[Problem to work on]: Take the line that contains "Question. The photo above holds the blue fuselage" and every line after it in the material below, and quote them exactly.
::::::
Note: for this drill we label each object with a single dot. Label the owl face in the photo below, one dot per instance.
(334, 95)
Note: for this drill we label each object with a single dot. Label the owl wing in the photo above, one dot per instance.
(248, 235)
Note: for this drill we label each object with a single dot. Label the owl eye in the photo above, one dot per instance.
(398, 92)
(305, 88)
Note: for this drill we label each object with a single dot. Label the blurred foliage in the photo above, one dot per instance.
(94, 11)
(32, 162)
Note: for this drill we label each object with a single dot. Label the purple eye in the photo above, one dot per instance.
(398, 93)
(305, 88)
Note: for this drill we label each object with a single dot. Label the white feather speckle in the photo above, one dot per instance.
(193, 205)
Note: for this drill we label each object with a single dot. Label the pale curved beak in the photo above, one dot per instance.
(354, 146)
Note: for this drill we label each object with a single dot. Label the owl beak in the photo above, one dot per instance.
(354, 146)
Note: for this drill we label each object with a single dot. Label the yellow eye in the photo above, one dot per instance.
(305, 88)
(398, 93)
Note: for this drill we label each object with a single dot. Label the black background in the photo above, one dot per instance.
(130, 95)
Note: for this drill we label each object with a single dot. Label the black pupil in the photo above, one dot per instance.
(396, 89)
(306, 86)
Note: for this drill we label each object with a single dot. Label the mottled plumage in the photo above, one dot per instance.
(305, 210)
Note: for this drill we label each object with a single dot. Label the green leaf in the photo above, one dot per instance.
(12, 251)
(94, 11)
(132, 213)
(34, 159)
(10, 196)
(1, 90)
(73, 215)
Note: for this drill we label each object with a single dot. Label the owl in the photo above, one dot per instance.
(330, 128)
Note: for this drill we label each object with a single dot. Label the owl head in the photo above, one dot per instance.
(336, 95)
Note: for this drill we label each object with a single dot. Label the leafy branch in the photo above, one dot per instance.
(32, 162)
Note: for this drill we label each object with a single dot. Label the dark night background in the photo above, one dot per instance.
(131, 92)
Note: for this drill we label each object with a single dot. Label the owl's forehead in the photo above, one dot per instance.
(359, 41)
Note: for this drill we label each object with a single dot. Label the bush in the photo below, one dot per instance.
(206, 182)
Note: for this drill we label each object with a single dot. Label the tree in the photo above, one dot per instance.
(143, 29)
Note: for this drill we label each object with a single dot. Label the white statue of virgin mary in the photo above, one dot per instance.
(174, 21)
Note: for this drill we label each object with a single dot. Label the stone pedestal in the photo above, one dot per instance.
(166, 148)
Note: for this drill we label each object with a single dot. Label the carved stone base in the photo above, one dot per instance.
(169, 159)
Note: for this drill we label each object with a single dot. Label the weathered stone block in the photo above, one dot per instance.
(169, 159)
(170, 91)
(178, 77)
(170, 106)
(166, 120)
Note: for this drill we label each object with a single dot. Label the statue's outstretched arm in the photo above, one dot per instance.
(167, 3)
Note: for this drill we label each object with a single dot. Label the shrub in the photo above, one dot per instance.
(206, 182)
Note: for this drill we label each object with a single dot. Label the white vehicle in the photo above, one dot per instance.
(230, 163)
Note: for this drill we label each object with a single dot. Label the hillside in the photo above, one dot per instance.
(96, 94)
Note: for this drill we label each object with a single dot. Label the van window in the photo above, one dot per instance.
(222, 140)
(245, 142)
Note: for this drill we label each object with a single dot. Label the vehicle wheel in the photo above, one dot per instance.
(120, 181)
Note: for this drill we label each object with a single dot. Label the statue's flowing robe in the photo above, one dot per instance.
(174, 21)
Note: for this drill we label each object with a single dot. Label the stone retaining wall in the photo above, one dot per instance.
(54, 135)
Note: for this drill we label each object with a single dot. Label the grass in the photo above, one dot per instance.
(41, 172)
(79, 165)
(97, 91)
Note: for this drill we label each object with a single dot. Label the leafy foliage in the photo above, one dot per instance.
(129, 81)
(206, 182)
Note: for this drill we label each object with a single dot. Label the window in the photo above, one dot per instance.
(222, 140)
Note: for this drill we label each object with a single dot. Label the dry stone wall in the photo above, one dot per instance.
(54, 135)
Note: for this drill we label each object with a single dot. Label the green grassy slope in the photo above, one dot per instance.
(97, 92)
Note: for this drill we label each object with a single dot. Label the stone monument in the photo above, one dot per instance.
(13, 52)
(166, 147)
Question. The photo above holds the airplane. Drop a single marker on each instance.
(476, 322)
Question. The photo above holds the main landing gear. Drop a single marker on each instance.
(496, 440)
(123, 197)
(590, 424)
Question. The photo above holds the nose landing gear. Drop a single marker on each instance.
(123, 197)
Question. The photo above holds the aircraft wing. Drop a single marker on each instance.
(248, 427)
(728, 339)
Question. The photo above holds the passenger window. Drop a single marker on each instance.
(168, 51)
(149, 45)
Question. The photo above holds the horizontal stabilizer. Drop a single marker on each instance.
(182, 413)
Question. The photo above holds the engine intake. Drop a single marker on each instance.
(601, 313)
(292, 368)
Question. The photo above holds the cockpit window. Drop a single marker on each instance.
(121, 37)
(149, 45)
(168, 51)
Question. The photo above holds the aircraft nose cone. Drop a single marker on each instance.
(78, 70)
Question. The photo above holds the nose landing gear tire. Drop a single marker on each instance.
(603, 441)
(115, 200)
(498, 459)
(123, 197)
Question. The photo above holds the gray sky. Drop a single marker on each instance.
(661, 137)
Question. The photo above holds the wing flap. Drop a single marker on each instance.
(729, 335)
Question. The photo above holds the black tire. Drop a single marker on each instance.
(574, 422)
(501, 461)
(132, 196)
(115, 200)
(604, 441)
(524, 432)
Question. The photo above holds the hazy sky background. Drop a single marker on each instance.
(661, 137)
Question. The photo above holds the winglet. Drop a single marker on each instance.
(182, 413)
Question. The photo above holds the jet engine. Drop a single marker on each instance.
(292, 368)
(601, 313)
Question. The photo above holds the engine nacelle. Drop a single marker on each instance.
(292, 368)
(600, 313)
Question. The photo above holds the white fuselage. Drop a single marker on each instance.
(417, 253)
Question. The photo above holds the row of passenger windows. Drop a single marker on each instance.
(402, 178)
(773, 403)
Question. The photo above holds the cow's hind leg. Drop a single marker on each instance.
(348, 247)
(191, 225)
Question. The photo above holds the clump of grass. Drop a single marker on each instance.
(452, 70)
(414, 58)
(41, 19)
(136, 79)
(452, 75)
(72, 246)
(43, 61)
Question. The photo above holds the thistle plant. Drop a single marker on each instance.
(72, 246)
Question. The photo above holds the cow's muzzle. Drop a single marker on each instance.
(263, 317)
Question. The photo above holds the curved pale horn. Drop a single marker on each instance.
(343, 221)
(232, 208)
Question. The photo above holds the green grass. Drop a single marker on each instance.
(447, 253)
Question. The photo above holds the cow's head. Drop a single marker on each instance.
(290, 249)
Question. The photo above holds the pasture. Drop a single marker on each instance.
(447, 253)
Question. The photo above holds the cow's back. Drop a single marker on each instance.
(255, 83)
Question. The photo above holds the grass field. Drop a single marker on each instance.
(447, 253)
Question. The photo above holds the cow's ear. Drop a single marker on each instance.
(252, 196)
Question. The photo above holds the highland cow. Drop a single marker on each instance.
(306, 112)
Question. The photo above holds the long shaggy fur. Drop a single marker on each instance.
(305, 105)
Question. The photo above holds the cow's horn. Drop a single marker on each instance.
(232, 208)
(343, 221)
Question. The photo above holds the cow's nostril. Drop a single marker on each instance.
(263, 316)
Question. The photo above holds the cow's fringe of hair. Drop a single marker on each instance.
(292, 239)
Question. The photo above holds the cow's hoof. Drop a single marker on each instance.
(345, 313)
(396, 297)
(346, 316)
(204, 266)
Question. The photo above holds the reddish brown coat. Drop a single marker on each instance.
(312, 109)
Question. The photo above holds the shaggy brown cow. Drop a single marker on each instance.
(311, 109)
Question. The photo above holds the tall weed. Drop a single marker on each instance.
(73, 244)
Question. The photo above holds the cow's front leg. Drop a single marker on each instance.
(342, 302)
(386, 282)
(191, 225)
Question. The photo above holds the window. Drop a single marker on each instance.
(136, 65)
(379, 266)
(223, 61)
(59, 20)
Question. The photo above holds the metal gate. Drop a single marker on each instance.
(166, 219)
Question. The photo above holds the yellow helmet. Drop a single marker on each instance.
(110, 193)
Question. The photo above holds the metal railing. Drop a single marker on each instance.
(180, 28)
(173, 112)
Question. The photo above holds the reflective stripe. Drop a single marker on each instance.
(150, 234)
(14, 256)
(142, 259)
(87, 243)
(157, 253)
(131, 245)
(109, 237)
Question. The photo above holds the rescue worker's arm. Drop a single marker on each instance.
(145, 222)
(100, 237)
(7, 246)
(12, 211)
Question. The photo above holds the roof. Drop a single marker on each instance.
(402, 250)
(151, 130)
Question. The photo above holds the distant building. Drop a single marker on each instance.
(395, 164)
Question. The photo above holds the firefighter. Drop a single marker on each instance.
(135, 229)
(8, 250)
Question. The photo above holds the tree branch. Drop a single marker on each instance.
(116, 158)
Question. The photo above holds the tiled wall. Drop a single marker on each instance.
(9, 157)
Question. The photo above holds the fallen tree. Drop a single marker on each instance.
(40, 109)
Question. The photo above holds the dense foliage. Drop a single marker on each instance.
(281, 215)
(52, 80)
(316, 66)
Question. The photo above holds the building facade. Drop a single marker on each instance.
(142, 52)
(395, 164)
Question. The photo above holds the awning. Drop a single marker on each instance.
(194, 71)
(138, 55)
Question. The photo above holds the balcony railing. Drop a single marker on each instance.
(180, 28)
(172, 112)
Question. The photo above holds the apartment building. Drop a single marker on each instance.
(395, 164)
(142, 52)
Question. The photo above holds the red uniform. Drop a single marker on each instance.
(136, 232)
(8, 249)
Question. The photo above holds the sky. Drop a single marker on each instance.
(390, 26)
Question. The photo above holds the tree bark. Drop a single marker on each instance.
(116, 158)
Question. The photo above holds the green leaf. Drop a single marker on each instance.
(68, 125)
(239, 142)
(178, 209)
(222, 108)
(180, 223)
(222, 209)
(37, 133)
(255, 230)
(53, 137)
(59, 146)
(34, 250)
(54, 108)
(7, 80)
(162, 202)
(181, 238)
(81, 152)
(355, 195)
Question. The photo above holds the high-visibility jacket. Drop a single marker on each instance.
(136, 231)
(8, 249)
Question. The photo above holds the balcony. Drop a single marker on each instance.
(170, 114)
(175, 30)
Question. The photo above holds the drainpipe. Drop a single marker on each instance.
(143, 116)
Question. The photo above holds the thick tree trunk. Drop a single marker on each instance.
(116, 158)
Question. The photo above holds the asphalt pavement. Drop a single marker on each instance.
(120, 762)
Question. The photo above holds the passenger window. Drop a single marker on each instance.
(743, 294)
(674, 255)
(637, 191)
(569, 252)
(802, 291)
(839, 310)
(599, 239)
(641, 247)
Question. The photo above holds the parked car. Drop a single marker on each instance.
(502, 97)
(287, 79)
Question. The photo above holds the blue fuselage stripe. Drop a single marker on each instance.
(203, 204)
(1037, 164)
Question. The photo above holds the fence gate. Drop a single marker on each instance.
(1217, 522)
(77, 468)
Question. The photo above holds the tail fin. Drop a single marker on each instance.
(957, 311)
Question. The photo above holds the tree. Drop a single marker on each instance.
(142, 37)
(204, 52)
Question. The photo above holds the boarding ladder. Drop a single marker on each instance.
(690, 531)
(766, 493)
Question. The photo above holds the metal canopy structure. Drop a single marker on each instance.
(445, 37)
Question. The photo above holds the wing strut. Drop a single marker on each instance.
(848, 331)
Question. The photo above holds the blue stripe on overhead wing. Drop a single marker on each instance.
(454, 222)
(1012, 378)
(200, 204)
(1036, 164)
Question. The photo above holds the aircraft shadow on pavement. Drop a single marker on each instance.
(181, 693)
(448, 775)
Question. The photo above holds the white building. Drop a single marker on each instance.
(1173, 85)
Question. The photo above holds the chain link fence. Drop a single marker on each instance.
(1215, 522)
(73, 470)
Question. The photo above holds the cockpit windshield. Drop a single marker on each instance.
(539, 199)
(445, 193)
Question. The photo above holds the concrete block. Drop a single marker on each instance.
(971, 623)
::::::
[Answer to the problem]:
Question. The photo above holds the blue fuselage stripe. Drop a single marker on each instance.
(203, 204)
(1037, 164)
Question. The photo above holds the fence gate. Drop a single marker on each instance.
(1217, 522)
(77, 468)
Question. The photo above holds the tail fin. Drop a single marker on each instance.
(957, 311)
Question. The photo above holds the tree. Drop a single marker on each instance.
(142, 37)
(204, 52)
Question. The photo above holds the boarding ladder. Drop a single marker on each instance.
(690, 531)
(766, 493)
Question. The photo above holds the metal canopy structure. Drop a single marker on each instance.
(445, 37)
Question. The photo above holds the wing strut. Drop a single marker on each instance.
(848, 331)
Question. The photo above holds the blue stripe on overhead wing. Drop a single marker on each instance.
(454, 222)
(1012, 378)
(200, 204)
(1036, 164)
Question. The photo above holds the aircraft shadow on pavement. Drop a single marker on each instance.
(181, 693)
(448, 775)
Question. The photo above holds the white building. Drop a single marker on each instance.
(1173, 85)
Question. The photo above holds the chain link fence. Drop a single marker on each instance.
(1215, 522)
(73, 470)
Question. The photo above holds the cockpit windshield. Drop a single marker on each instance.
(539, 199)
(445, 193)
Question. The photo above holds the concrete block. Drop a single marker on each instance.
(971, 623)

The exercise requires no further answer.